#### [Directive a]
Answer the following from the discussion of processor prices, labeling each answer (i), (ii), (iii):
(i) How many 8700k processors were in the glass case?
(ii) What amount does the bid on eBay stand at?
(iii) To which processor did the writer return after selling a 7700k?

#### [Text to read]
Normally they are the cheapest on processors so I grabbed the gigabyte board and went over to the glass case that had 3 8700k, yay!

$500.00 Isn't MSRP something like 379?


ffffuuuuuu.
 
I had them price match mine which they did. Right after they opened. No ROG motherboards however. I'm reselling mine.

There is a bid on eBay for $999 on one as of this very moment.

I'll let mine go for $899 if anyone is interested. Sealed with receipt.
 
I sold my 7700k months ago and went back to my 4770k I had sitting around... see no reason to even bother at this point it does everything I want to do exactly the same. Was looking at an upgrade for a better ITX board but at this point the pricing makes it a waste of time and money.
 
well over here it's costing $420, which surprised me because the Intel processors are usually well matched to the US MSRP, this one seem to be more expensive than usual.

But what baffles me is that it goes neck in neck against Ryzen 7's when it comes to multicore performance, or am I reading the wrong benchmarks?

Dataset entries:
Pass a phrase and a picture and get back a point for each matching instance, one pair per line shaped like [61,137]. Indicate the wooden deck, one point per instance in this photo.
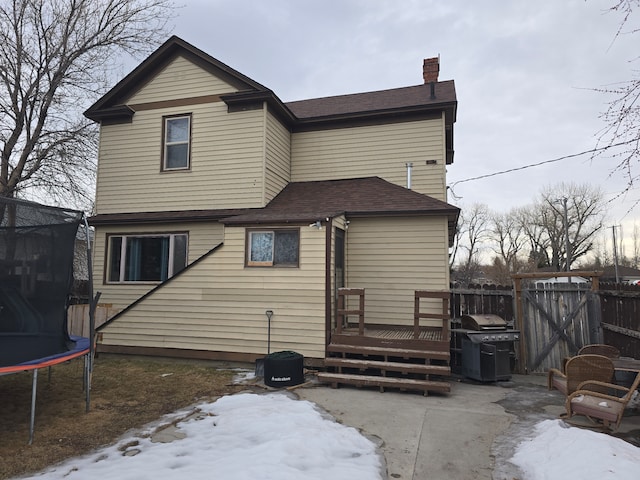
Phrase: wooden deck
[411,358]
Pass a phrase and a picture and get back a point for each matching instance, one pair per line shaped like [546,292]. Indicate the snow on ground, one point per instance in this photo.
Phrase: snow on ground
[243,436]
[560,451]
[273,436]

--

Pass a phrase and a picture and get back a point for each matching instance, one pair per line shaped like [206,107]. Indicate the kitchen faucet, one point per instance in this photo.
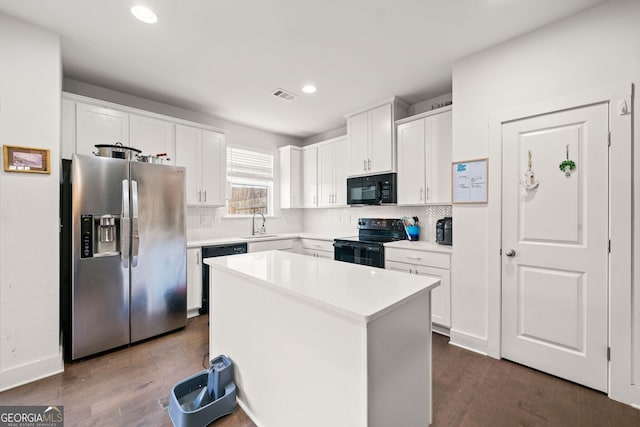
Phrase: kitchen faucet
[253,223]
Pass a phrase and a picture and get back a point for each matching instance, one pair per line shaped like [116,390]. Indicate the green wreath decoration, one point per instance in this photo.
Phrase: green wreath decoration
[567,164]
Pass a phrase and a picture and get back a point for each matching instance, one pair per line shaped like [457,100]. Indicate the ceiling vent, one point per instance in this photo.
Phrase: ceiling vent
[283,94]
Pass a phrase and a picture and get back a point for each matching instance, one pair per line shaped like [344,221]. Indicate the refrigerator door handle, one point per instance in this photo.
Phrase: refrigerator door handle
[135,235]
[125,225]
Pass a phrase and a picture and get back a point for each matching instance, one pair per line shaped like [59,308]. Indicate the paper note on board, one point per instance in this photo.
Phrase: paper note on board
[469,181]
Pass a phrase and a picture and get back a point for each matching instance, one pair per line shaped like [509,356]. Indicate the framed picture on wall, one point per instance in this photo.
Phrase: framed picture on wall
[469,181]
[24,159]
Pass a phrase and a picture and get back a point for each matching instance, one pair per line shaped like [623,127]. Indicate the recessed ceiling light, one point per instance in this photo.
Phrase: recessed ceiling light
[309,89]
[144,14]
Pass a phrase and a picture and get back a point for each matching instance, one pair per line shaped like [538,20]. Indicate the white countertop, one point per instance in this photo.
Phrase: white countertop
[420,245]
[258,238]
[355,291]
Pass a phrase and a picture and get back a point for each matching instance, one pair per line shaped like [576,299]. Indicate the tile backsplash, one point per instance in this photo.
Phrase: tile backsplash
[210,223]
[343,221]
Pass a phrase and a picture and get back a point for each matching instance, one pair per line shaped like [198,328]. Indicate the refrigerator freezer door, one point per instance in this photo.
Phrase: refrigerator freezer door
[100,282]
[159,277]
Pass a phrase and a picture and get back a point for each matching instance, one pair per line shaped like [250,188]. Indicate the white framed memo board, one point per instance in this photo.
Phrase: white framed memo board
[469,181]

#### [Directive b]
Locate each line of the dataset entries containing the string "note" and copy those lines out, treating uppercase and lowercase as distinct.

#### [Output a]
(i) 3
(ii) $999
(iii) The 4770k

#### [Output b]
Pass a phrase and a picture and get back a point for each matching instance, one pair per line shaped like [59,308]. Indicate the paper note on board, one point per instance in this photo.
Phrase: paper note on board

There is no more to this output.